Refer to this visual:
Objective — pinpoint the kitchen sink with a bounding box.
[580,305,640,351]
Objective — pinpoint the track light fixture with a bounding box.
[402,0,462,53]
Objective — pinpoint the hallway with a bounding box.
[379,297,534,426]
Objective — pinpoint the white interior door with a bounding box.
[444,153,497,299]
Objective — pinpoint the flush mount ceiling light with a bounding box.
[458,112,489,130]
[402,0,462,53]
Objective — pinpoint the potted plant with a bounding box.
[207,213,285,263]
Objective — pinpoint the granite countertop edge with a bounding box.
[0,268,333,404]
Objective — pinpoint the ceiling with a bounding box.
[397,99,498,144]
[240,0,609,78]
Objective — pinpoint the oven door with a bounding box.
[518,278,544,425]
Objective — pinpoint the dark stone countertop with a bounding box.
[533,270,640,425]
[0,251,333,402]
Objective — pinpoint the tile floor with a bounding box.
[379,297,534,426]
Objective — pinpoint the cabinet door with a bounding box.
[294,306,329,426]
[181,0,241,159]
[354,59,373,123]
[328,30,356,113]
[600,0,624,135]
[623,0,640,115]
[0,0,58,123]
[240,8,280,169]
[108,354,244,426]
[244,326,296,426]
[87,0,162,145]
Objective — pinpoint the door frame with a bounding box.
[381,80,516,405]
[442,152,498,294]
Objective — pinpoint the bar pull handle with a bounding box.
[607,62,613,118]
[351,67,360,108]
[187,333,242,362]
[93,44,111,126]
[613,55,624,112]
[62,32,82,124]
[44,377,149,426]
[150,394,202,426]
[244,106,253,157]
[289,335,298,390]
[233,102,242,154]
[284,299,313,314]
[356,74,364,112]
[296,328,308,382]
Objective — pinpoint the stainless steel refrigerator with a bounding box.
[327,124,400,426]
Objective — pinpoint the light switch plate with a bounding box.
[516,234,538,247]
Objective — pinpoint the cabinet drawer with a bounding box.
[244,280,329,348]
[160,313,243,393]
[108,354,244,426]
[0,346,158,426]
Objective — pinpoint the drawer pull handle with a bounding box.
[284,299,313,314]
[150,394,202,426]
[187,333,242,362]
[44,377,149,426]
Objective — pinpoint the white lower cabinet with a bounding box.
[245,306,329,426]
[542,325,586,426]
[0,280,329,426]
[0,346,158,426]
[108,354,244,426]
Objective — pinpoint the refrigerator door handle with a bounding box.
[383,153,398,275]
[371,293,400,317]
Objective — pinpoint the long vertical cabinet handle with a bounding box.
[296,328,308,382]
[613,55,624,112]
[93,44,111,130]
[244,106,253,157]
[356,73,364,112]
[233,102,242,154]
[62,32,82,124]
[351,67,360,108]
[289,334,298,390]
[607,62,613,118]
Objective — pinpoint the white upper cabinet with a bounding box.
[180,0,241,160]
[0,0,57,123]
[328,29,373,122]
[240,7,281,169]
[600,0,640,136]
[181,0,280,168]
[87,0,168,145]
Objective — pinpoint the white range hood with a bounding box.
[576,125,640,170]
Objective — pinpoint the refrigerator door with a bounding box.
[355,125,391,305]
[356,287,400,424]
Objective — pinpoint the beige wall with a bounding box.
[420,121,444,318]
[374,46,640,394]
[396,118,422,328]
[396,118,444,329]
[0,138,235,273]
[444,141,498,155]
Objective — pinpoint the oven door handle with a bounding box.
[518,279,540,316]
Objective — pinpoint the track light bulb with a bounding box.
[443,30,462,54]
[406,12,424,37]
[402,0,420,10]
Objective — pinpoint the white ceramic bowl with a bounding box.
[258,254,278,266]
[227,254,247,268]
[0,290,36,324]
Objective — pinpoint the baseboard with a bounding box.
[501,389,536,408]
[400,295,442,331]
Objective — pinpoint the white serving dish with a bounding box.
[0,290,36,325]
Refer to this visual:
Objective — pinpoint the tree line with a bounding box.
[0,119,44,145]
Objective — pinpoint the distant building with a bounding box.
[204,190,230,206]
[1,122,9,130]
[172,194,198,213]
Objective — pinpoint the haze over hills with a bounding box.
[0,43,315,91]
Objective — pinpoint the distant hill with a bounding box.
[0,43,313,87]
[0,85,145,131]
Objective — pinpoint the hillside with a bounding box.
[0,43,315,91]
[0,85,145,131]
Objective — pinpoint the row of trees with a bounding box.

## STATED TASK:
Reproduce all of the records above with every occurrence of "pinpoint" replaced by "locate", changing nothing else.

## FINISHED TASK:
Refer to this visual:
Objective — locate the kitchen sink with a bounding box.
[580,305,640,351]
Objective — locate the track light fixture with a bounding box.
[402,0,462,53]
Objective — locate the hallway with a bounding box.
[379,297,534,426]
Objective — locate the white interior door with a bounding box.
[444,153,497,299]
Objective — locate the flush mount ceiling light with a bounding box.
[458,112,489,130]
[402,0,462,53]
Objective — locate the potted plant with a bounding box.
[207,213,285,263]
Objective — locate the granite countertop edge with a bounding box.
[0,268,333,404]
Objective — locate the ceiling with a bounding box.
[397,99,498,144]
[240,0,609,78]
Objective — locate the oven door with a bounding box.
[518,278,544,425]
Objective — locate the dark stone countertop with a bounding box.
[533,270,640,425]
[0,251,333,402]
Objective — locate the tile floor with a bounding box.
[379,297,534,426]
Objective — locate the cabinet door with a bounding box.
[294,306,329,426]
[181,0,241,159]
[354,59,373,123]
[328,30,356,113]
[600,0,624,135]
[623,0,640,115]
[0,0,58,123]
[240,8,280,169]
[108,354,244,426]
[244,326,296,426]
[87,0,162,145]
Objective — locate the door frame with a bounding box.
[381,80,516,405]
[442,152,498,294]
Objective — locate the bar pull handle with a bounding box.
[607,62,613,118]
[351,67,360,108]
[187,333,242,362]
[93,44,111,126]
[613,55,624,112]
[62,32,82,124]
[44,377,149,426]
[150,394,202,426]
[244,106,253,157]
[289,335,298,390]
[233,102,242,154]
[284,299,313,314]
[356,74,364,112]
[296,328,308,382]
Objective — locate the stainless steel refrigerator with a bounding box.
[327,124,400,426]
Objective — locate the light switch plate with a bounding box.
[516,234,538,247]
Objective — locate the cabinet drawer with a bounding box.
[244,280,329,348]
[160,313,243,393]
[108,354,244,426]
[0,346,158,426]
Objective — locate the drawer pull handle with a bounding box.
[284,299,313,314]
[150,394,202,426]
[187,333,242,362]
[44,377,149,426]
Objective — locate the white lower cabinet with a bounding box.
[245,306,329,426]
[542,325,586,426]
[0,280,329,426]
[0,346,158,426]
[108,354,244,426]
Objective — locate the refrigerator door handle with a bounding box.
[383,153,398,275]
[371,293,400,317]
Objective — locate the long vertical cabinet handle with a bounding box.
[296,328,308,382]
[613,55,624,112]
[93,44,111,130]
[244,106,253,157]
[356,73,364,112]
[233,102,242,154]
[62,32,82,124]
[351,67,360,108]
[289,334,298,390]
[607,62,613,118]
Objective — locate the white upper cabinet with a bounding box.
[180,0,241,160]
[0,0,57,123]
[328,29,373,122]
[240,7,281,169]
[600,0,640,136]
[181,0,280,168]
[87,0,168,145]
Objective — locate the white range hood with a bounding box.
[576,125,640,170]
Objective — locate the refrigerator door with a bounding box.
[355,125,391,305]
[356,287,400,424]
Objective — locate the beige wall with a bounding box.
[420,121,444,318]
[374,46,640,394]
[396,118,422,328]
[396,118,444,329]
[0,138,235,273]
[444,141,498,155]
Objective — locate the oven door handle with a bounding box.
[518,279,540,316]
Objective — locate the track light bulb with a bounding box.
[443,30,462,54]
[406,12,424,37]
[402,0,420,10]
Objective — locate the white ceramic bowl with a bounding box.
[258,254,278,266]
[227,254,247,268]
[0,290,36,324]
Objective — locate the baseboard with a bounding box.
[501,389,536,408]
[400,295,442,331]
Objective — locate the white serving dish with a bounding box.
[0,290,36,325]
Refer to this visual:
Objective — locate the tree line with a bounding box.
[0,119,44,145]
Objective — locate the distant building with a bounding box.
[204,190,230,206]
[1,122,9,130]
[172,194,198,213]
Objective — locate the haze over hills with a bounding box.
[0,43,315,91]
Objective — locate the distant hill with a bounding box.
[0,43,313,87]
[0,85,145,131]
Objective — locate the hillside with a bounding box.
[0,43,315,91]
[0,85,145,131]
Objective — locate the row of trees with a bounding box.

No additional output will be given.